◆ EXTRACTED RECORDS:
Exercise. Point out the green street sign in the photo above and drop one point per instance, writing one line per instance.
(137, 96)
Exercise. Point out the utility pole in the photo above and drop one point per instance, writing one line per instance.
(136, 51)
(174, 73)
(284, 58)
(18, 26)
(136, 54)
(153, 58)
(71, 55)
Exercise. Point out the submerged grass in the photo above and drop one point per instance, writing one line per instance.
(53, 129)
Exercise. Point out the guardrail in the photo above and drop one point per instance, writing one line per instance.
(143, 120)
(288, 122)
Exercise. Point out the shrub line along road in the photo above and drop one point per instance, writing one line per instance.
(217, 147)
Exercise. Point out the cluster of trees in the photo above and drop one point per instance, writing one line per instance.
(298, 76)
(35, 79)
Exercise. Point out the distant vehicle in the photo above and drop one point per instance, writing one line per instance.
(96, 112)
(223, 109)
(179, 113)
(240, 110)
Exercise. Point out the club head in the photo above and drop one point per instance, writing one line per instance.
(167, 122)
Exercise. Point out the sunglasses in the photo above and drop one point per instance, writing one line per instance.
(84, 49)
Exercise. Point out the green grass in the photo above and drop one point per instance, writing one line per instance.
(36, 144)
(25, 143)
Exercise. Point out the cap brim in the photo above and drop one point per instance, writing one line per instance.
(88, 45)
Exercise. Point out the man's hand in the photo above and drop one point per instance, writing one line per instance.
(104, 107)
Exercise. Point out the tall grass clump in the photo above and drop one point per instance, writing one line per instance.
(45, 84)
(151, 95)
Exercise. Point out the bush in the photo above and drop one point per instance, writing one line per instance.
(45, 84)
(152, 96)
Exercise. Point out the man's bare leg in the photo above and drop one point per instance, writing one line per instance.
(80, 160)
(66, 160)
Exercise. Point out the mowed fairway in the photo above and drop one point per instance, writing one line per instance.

◆ REQUIREMENT:
Your task is to output exactly the lines running from the one with "Exercise. Point out the club" through the final line of the material above, with both ends included.

◆ EXERCISE ANSWER:
Exercise. Point out the club head in the photo above and drop one point per instance, writing one line per instance.
(167, 122)
Exercise. Point out the sunglasses in the photo above and drop one point per instance, writing one line per instance.
(84, 49)
Exercise. Point out the green grass in the photo above and drop one point per instance, writing one line per instance.
(36, 144)
(25, 143)
Exercise. Point out the cap brim in the photo above and drop one point per instance, writing one line per instance.
(88, 45)
Exercise. Point out the man's hand in the photo above and drop one point per instance, writing one line per instance.
(104, 107)
Exercise. Point out the tall grass clump in the photo above and drop one point per instance, writing one line per instance.
(45, 84)
(151, 95)
Exercise. Point out the bush in the photo above and drop one point per instance, writing one line per instance.
(45, 84)
(152, 96)
Exercise. Point out the man's bare leg in the photo above and drop one point per instance, writing one line per instance.
(80, 160)
(66, 160)
Exercise. Point out the mowed fairway in the photo above and drop one point per instance, writing one line per instance.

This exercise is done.